EXERCISE BRIEF » Display every line from the entries below that contains the word "cabinet", copying each line in full. Case counts, so only matches with the same capitalization qualify.

● ● ● ●

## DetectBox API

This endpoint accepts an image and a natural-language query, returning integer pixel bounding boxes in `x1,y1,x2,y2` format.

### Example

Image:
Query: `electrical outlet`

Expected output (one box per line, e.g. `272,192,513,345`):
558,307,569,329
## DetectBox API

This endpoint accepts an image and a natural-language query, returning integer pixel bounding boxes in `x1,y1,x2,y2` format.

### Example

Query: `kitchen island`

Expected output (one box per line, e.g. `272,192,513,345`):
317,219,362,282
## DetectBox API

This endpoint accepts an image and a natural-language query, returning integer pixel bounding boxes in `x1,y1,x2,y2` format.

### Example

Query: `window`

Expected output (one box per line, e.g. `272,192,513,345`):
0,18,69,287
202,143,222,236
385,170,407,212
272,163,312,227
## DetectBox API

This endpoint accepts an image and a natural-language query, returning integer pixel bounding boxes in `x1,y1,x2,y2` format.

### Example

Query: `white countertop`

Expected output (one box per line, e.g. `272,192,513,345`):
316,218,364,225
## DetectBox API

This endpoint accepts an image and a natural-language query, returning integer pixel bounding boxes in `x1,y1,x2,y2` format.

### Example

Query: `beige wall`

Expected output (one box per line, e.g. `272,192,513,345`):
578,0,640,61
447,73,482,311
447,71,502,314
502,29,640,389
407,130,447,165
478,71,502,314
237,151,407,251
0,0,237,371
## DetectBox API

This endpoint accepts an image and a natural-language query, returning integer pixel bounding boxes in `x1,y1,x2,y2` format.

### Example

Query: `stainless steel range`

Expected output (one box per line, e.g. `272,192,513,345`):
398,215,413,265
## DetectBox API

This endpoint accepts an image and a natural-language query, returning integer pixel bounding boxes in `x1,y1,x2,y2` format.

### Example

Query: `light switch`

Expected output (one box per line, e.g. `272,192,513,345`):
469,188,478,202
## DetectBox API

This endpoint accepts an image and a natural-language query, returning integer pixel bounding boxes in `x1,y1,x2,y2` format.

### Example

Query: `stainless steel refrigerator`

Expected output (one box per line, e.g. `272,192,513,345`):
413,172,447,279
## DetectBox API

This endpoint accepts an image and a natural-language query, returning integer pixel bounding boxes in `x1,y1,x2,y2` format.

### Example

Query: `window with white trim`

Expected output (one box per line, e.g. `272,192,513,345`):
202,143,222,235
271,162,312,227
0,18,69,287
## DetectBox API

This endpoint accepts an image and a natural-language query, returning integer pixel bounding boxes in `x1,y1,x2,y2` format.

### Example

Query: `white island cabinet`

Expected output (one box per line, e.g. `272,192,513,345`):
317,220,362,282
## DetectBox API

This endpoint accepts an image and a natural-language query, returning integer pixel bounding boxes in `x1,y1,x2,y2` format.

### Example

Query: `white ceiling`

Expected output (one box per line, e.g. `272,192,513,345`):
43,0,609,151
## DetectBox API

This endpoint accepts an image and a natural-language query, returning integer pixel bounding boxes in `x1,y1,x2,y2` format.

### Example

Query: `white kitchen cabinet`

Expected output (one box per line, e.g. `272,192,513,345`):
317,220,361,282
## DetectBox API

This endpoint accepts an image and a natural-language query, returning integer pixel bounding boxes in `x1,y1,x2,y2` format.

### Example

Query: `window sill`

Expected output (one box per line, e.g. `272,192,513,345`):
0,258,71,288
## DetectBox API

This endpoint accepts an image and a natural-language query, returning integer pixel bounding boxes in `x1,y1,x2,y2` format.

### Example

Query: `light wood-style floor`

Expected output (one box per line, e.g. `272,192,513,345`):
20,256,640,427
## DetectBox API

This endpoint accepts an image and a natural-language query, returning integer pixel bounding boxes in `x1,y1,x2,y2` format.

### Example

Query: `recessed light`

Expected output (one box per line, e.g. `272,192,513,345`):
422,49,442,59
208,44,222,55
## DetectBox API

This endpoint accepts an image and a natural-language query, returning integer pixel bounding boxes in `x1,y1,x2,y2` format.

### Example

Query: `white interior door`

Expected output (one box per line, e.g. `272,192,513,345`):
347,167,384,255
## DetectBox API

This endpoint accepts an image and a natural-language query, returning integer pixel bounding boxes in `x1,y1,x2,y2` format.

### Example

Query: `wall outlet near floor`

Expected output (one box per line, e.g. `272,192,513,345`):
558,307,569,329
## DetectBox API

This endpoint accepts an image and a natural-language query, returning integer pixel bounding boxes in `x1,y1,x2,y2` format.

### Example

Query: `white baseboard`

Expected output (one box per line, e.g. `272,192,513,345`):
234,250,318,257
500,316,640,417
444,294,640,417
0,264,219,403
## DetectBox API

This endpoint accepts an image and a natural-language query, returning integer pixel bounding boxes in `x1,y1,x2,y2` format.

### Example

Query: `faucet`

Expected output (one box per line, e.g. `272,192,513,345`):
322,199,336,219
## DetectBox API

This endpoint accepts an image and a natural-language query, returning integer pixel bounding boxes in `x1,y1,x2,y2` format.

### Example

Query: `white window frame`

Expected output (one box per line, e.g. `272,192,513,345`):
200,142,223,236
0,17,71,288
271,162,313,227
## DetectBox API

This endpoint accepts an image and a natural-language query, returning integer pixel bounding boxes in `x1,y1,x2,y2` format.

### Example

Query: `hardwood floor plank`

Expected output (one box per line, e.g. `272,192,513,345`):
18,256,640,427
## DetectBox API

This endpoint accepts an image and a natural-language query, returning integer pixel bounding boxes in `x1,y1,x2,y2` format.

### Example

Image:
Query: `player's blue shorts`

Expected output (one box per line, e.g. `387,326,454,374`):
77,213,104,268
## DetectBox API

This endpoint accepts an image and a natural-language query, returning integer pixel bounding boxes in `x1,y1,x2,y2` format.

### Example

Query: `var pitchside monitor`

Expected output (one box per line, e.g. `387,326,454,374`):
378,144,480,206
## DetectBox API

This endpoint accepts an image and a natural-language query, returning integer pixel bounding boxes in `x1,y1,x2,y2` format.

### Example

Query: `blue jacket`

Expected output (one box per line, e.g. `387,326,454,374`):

● ● ● ●

FULL OUTPUT »
Query: `white island cabinet`
Query: `white kitchen cabinet`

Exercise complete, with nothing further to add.